# [Problem to solve]
Your job is to transcribe all the records that follow, excluding any pictures.

# [Source data]
<<<<
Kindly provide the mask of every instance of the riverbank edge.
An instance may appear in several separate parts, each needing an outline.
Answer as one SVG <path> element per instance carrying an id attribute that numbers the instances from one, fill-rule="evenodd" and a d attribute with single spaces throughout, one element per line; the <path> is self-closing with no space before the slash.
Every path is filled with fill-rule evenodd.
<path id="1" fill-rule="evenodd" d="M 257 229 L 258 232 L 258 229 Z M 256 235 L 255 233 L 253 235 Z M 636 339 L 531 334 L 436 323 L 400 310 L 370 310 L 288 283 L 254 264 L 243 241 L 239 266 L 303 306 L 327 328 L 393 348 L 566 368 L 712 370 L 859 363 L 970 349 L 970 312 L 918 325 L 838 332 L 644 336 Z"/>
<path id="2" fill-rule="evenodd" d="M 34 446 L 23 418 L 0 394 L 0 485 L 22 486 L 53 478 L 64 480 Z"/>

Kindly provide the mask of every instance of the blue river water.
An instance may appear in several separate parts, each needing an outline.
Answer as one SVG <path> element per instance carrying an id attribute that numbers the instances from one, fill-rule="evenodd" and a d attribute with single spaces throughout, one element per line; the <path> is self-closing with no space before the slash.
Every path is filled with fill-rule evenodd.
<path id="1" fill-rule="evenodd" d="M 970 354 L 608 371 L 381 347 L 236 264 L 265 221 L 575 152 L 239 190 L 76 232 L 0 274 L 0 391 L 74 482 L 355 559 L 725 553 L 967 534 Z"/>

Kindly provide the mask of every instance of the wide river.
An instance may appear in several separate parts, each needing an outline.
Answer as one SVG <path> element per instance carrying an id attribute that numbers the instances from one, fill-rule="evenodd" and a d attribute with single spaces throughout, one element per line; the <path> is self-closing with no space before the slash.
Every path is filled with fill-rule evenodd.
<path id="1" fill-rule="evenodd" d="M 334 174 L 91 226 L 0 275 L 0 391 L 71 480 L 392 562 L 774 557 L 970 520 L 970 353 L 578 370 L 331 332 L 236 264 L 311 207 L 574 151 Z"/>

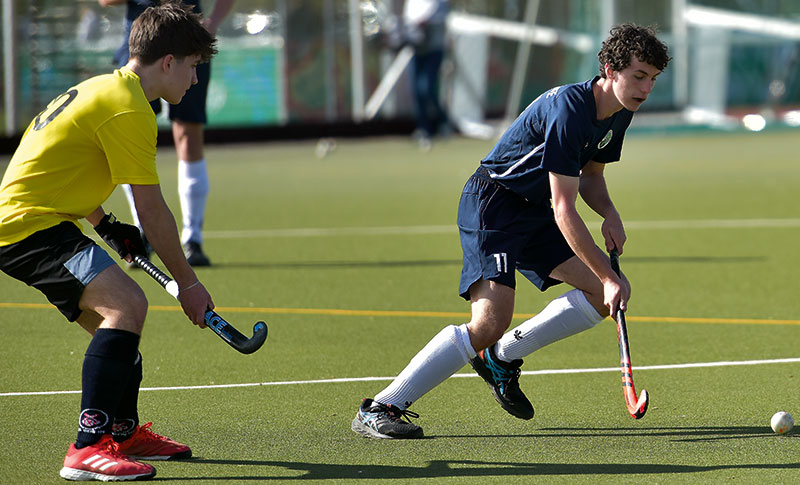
>>>>
# [Written reply]
Kindly provide the mask of every instance of the riverbank edge.
An instance may appear in several separate parts, each needing an outline.
Answer as one SVG <path> element per instance carrying an id attribute that numbers the instances from one, fill-rule="evenodd" and a d attribute with single spaces throughout, one element per line; the <path> is self-closing with no space before the slash.
Every path is filled with fill-rule evenodd.
<path id="1" fill-rule="evenodd" d="M 257 229 L 258 232 L 258 229 Z M 256 235 L 255 233 L 253 235 Z M 636 339 L 531 334 L 436 323 L 400 310 L 370 310 L 288 283 L 254 264 L 243 241 L 239 266 L 303 306 L 327 328 L 393 348 L 566 368 L 712 370 L 859 363 L 970 349 L 970 312 L 918 325 L 838 332 L 644 336 Z"/>
<path id="2" fill-rule="evenodd" d="M 34 446 L 23 418 L 0 394 L 0 485 L 22 486 L 53 478 L 64 480 Z"/>

Kindly provide the mask of every instance of the blue river water.
An instance may appear in several separate parts, each needing an outline.
Answer as one SVG <path> element per instance carrying an id attribute that numbers the instances from one, fill-rule="evenodd" and a d attribute with single spaces throughout, one element per line; the <path> is self-closing with no space before the slash.
Every path is filled with fill-rule evenodd.
<path id="1" fill-rule="evenodd" d="M 970 354 L 608 371 L 381 347 L 236 264 L 265 221 L 575 152 L 239 190 L 76 232 L 0 274 L 0 391 L 74 482 L 355 559 L 725 553 L 967 534 Z"/>

Kindly provide the mask of every instance of the wide river.
An instance may appear in several separate parts, each needing an outline.
Answer as one SVG <path> element per instance carrying an id attribute that numbers the instances from one, fill-rule="evenodd" and a d attribute with single spaces throughout, one element per line; the <path> is self-closing with no space before the slash.
Every path is filled with fill-rule evenodd.
<path id="1" fill-rule="evenodd" d="M 334 174 L 91 226 L 0 275 L 0 391 L 71 480 L 392 562 L 774 557 L 970 520 L 970 353 L 578 370 L 331 332 L 236 264 L 311 207 L 574 151 Z"/>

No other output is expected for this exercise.